ИСХОДНЫЙ ОТРЫВОК
- - - - -

А что же Никон? Да, он убедился в правоте Паисия и Морозова, но помочь Борису Ивановичу до зимы не мог, активно содействуя умиротворению псковского мятежа. Добившись 13 (23) и 19 (29) мая амнистии почти всем «заводчикам» новгородской «тили», до сентября он ходатайствовал о том же для псковских бунтовщиков. 1 (11) августа встречался с епископом Коломенским Рафаилом, архимандритом Андроньевским Сильвестром и протопопом Черниговским Михаилом (Роговым). Их Земский собор, заседавший 4 (14) июля и 26 июля (5 августа), уполномочил вести диалог с восставшими. В итоге 12 (22) августа гонец привез Алексею Михаиловичу настойчивую рекомендацию митрополита проявить снисхождение и к псковичам «четырем человеком пущим ворам». Так что не раньше декабря Никон покинул новгородскую епархию, чтобы по традиции перезимовать в Москве, подле молодого государя.

- - - - -

ИЗВЛЕЧЁННЫЕ СВЕДЕНИЯ
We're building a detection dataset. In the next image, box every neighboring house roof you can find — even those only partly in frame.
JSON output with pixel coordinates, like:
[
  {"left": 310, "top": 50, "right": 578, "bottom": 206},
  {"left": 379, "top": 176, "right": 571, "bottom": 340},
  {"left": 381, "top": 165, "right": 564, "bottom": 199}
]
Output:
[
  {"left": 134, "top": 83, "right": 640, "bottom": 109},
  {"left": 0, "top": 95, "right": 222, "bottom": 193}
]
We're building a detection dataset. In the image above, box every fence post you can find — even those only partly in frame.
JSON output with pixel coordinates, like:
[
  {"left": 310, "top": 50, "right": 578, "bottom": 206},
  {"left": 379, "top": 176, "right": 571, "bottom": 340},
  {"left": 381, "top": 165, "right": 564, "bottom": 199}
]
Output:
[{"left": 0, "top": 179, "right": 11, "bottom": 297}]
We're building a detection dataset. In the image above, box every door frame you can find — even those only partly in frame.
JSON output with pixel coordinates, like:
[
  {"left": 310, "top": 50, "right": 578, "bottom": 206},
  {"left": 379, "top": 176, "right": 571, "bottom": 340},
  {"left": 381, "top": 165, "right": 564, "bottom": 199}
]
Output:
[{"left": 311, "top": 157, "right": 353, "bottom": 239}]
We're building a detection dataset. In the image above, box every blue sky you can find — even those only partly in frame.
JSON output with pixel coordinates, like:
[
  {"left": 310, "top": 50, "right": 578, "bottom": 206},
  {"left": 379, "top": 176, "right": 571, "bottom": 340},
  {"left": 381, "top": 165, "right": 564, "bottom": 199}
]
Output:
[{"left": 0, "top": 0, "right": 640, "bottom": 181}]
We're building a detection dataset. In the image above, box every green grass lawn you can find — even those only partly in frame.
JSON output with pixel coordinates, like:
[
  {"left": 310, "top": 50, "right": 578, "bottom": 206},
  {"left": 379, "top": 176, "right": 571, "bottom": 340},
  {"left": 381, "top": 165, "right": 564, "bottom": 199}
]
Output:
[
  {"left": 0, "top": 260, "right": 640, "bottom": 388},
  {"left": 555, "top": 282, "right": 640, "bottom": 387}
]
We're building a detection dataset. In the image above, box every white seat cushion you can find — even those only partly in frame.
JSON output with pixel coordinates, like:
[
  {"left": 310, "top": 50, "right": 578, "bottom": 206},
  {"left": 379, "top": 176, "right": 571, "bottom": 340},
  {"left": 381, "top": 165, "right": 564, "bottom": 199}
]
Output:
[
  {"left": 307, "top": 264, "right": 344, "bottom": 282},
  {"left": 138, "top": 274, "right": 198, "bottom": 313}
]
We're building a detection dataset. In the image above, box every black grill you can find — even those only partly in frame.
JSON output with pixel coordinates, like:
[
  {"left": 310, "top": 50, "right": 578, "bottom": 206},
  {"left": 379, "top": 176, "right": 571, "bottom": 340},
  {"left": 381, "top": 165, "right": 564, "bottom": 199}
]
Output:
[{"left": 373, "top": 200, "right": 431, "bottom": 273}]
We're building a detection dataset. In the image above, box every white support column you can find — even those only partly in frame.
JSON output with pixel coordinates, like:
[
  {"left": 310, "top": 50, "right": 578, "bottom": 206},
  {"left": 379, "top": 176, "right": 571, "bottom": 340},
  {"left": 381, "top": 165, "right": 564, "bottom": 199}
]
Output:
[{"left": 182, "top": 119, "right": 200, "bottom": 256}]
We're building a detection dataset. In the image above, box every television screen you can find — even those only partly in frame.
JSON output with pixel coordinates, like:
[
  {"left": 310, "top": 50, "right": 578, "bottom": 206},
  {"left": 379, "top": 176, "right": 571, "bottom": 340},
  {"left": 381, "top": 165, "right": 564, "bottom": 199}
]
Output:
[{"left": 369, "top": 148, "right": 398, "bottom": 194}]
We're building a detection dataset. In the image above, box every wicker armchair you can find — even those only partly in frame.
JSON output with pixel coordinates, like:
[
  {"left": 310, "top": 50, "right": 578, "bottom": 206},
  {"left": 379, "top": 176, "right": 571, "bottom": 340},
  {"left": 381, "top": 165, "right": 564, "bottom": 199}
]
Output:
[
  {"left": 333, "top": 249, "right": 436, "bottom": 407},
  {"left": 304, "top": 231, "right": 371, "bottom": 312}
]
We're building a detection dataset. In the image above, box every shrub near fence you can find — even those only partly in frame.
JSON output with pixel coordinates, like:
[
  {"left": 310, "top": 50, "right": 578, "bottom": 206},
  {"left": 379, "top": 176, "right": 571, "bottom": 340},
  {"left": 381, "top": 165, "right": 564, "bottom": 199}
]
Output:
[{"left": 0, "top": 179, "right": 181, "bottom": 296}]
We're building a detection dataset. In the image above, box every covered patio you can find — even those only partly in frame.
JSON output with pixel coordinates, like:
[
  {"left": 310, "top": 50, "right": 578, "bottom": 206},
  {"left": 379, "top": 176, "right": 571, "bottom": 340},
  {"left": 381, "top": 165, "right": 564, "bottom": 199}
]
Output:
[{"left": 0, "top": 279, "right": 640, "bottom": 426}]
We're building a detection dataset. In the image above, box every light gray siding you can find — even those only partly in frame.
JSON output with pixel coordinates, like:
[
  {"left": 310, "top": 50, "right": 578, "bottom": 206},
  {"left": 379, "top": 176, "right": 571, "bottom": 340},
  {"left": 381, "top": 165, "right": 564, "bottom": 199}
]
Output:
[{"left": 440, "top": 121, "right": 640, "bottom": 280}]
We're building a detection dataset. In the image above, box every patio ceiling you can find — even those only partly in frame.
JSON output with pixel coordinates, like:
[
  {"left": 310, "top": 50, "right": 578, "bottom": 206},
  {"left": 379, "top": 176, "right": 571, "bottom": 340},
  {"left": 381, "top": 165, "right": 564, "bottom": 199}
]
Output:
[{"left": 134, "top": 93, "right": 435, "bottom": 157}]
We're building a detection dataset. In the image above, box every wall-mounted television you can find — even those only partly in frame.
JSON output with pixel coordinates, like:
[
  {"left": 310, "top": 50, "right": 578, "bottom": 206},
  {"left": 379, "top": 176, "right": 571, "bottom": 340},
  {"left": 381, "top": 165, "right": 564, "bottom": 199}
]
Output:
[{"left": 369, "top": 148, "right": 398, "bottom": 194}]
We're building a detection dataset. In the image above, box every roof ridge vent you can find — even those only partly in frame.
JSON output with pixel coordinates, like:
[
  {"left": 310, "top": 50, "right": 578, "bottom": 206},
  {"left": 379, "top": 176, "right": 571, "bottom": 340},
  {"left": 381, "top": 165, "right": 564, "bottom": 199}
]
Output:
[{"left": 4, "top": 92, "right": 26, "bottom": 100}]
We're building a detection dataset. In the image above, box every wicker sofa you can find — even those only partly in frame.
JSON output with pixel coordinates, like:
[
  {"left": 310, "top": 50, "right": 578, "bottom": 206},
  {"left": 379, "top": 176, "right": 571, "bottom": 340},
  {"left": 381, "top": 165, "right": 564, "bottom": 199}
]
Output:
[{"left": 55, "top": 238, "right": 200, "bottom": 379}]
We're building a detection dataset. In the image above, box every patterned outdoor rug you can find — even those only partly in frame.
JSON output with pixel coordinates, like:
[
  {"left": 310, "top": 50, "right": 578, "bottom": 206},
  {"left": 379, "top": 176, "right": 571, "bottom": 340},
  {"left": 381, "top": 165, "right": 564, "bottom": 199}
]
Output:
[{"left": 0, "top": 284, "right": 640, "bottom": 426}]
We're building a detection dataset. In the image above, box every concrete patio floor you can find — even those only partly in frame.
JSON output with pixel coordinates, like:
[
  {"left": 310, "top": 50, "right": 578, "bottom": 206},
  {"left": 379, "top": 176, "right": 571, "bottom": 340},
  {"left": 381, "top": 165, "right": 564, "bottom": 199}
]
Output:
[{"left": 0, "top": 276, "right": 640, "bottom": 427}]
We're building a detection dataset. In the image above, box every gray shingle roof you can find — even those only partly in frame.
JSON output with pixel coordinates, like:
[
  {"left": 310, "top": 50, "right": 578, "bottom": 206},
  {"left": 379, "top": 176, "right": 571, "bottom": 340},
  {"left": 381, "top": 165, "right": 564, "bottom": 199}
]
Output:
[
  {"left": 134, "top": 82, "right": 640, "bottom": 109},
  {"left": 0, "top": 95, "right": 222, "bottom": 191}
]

- - - - -

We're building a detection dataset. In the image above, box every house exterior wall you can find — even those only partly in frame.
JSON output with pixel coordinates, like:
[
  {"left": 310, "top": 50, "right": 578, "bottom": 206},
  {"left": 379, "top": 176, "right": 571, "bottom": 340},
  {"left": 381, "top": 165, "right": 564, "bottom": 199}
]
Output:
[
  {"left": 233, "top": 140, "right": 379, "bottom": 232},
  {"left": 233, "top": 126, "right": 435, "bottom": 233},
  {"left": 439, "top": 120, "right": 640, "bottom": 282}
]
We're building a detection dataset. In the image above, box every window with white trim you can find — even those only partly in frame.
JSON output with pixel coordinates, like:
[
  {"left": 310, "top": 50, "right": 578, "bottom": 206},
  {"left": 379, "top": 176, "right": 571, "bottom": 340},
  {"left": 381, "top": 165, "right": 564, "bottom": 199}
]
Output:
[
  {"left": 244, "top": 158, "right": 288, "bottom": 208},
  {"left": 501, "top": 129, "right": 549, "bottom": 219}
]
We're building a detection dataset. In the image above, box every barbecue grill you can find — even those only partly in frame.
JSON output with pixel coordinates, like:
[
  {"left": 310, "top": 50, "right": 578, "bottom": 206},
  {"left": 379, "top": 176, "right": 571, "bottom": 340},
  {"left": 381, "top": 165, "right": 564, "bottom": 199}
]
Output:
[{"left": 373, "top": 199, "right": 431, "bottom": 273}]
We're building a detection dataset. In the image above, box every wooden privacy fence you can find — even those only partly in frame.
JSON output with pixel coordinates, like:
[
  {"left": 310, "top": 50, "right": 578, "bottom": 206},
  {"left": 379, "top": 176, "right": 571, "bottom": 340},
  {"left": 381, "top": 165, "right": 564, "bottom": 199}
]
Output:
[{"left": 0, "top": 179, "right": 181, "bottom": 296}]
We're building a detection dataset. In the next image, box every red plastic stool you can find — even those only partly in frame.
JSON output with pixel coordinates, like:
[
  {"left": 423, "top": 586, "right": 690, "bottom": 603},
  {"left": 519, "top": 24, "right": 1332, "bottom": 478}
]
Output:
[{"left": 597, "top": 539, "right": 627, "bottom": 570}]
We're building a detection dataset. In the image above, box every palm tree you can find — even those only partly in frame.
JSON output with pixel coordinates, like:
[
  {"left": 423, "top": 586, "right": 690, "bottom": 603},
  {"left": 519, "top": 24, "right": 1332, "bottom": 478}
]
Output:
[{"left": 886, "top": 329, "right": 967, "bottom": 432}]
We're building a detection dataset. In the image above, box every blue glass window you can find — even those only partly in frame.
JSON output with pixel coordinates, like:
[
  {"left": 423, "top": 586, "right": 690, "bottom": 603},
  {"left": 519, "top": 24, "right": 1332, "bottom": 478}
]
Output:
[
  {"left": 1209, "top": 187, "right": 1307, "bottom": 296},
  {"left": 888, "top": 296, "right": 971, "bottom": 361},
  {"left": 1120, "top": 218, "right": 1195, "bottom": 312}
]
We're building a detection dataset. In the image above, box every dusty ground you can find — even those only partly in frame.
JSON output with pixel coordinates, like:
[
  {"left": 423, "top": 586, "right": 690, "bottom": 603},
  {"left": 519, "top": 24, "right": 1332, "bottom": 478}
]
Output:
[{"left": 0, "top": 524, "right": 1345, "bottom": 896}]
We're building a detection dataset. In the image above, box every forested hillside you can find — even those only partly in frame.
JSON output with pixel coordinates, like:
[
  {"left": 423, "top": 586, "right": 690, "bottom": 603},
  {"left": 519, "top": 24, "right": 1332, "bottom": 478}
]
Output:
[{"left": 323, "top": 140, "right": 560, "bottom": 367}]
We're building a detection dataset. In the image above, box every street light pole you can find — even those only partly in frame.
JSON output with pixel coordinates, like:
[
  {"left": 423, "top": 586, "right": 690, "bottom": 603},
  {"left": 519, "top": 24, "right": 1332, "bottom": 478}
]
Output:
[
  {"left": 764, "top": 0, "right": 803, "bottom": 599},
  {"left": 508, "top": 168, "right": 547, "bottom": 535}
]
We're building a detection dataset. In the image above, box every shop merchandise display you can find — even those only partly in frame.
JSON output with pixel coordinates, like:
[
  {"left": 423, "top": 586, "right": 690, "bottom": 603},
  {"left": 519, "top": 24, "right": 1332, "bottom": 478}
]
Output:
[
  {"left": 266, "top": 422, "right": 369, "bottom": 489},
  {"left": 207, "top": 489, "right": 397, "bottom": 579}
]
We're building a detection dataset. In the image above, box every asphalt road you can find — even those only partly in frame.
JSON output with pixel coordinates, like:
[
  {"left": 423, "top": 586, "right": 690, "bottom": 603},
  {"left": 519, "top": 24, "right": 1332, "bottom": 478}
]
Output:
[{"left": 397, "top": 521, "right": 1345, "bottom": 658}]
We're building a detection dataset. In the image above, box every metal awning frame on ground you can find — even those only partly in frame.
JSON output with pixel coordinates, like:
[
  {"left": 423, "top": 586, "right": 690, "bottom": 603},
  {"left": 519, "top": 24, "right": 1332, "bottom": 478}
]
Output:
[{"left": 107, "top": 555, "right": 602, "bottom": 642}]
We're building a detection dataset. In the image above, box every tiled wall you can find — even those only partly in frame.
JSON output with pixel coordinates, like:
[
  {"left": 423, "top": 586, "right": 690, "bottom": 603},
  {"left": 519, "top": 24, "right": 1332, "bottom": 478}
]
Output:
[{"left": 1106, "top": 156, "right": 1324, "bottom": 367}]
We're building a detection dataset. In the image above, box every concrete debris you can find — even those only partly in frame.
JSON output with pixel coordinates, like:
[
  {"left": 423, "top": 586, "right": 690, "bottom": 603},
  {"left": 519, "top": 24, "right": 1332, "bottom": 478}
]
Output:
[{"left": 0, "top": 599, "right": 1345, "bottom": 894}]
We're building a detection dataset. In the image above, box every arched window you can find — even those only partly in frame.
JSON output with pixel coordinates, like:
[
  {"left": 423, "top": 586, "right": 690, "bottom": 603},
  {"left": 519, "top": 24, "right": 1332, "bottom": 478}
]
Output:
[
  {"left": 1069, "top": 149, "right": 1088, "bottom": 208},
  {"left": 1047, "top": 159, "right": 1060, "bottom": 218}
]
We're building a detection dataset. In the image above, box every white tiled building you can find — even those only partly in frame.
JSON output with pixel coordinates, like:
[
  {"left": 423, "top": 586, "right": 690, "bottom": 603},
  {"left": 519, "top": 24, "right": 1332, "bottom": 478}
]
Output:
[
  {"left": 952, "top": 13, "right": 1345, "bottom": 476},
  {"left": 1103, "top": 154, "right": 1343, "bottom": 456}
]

- - - - -

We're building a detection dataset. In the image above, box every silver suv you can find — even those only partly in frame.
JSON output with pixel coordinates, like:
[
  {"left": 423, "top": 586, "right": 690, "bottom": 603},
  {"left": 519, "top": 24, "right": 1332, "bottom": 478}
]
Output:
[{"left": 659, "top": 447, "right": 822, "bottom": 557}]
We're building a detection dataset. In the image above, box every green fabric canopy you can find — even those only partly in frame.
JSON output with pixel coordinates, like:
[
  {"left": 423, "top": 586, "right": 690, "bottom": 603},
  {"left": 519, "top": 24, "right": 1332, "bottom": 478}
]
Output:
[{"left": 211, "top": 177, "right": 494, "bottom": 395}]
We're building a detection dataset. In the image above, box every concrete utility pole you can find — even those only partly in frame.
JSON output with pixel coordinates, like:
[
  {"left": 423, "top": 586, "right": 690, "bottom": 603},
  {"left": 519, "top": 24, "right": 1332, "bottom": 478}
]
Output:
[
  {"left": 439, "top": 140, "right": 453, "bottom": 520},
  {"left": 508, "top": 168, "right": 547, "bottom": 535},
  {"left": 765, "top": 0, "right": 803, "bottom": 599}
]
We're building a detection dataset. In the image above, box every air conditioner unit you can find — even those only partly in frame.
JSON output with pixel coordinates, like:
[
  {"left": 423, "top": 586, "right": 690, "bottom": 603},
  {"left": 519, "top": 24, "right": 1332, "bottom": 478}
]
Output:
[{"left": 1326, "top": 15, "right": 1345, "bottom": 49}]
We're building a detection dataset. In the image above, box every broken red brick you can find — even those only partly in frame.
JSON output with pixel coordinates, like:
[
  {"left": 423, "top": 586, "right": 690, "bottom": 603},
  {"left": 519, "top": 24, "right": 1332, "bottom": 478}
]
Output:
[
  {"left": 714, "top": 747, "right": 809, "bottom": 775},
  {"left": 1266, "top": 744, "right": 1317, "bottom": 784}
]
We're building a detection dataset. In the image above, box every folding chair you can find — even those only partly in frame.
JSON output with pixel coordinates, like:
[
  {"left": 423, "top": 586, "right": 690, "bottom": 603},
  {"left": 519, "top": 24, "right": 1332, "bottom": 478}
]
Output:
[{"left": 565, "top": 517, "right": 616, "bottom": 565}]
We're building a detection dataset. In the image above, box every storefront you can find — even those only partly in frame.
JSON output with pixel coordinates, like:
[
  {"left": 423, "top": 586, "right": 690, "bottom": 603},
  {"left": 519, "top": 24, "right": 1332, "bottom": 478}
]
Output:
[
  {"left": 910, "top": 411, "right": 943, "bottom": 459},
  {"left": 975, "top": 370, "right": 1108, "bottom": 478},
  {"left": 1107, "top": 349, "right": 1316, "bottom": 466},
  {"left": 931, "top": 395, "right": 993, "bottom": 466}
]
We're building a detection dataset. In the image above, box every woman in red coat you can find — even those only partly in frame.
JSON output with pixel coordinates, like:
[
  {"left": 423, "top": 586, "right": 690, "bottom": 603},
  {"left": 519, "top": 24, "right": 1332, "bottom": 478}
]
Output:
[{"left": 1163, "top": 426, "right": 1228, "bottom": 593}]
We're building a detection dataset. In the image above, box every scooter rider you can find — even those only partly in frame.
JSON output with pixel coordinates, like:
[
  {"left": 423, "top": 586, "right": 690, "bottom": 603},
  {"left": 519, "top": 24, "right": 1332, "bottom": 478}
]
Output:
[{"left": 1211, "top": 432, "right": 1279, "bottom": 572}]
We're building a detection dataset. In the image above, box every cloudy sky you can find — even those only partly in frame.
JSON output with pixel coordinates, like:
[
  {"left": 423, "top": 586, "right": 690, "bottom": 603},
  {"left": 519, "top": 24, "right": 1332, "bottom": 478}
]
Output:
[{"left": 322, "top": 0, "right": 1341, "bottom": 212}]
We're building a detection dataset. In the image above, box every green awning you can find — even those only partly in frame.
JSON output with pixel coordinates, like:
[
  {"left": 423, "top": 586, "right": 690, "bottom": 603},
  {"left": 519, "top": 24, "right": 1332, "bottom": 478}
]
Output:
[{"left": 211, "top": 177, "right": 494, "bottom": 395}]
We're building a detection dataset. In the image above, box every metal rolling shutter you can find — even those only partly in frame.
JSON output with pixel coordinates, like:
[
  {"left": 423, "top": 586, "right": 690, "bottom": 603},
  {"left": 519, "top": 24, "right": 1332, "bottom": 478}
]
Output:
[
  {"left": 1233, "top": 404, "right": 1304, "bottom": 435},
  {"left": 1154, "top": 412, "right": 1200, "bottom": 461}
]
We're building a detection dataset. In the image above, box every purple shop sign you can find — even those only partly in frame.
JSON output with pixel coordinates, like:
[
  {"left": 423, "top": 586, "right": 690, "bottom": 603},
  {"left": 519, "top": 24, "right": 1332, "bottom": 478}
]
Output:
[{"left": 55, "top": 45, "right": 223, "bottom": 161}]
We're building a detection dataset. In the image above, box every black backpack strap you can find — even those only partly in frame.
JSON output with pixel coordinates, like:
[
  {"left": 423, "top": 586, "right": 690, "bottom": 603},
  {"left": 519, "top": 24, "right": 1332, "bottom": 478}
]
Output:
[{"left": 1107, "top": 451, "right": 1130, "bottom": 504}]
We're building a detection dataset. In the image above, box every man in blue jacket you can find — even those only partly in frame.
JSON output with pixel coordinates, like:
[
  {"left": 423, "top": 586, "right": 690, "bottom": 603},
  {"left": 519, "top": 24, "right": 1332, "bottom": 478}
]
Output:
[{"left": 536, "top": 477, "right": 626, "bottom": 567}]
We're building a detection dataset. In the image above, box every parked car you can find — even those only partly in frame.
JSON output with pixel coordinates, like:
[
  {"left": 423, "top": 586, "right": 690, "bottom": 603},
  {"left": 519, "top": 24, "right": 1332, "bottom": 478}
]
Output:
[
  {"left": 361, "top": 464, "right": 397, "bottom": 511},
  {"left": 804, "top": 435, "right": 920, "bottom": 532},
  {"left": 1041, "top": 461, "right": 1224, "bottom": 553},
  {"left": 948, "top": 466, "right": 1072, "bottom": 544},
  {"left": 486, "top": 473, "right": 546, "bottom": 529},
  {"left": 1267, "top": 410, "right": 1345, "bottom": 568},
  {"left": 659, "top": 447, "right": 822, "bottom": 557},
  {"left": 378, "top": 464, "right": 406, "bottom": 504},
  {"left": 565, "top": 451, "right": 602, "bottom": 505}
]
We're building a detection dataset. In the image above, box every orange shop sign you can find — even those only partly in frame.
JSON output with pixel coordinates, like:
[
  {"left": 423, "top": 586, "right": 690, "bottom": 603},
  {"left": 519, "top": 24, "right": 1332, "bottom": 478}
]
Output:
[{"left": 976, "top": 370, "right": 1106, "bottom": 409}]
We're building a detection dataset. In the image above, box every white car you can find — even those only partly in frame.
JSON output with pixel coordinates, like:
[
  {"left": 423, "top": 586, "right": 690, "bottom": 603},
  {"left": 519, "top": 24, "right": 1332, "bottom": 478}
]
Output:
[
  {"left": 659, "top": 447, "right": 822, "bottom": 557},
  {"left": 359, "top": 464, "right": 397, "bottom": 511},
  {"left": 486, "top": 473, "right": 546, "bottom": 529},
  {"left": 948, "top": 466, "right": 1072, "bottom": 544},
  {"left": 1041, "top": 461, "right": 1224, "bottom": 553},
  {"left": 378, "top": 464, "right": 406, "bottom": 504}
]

- - - - -

ОБЯЗАТЕЛЬНОЕ ЗАДАНИЕ 1
С кем, согласно отрывку о Никоне, он встречался 1 (11) августа?
ОБЯЗАТЕЛЬНОЕ ЗАДАНИЕ 2
Продолжите отрывок о Никоне и псковском мятеже с последнего приведённого предложения.
Перечень является отдельным материалом и с отрывком не связан.

ПИСЬМЕННЫЙ ОТВЕТ 1
С епископом Коломенским Рафаилом, архимандритом Андроньевским Сильвестром и протопопом Черниговским Михаилом (Роговым).

ПИСЬМЕННЫЙ ОТВЕТ 2
И вот странность. В отличие от предыдущей зимы, зима 1650—1651 гг. выдалась политически очень горячей. И все потому, что кто-то попытался воспрепятствовать официальному упразднению многогласия. 8 (18) декабря 1650 г. грек Фома Иванов доставил в Москву грамоту патриарха Парфения II от 16 (26) августа 1650 г. с ответами на четыре вопроса патриарха Иосифа. Главный из них звучал так: «Подобает в службе по мирским церквам и по монастырем честь единогласно?». Вселенский владыка начертал: «Подобает, и чтение быти со тщанием и вслух всем слышащим совершенным разумом единогласно, а не всем вместе… А певцем пети тропари по чину на правом и на левом клиросех по единому или по два, а не многим, а прочему народу слушати. А псалтырь чести не спешно и прочим слушати. И всякое бы чтение лучитца чести всем вслух, також де и на актенье лучитца чести священнику или дьякону в божественней литоргии и народу в то время говорити «Господи, помилуй» по уставу церковному всем единым гласом с тихостию и с молчанием, а певцем пети одним». Того же дня лист патриарха перевели и внесли в царские покои.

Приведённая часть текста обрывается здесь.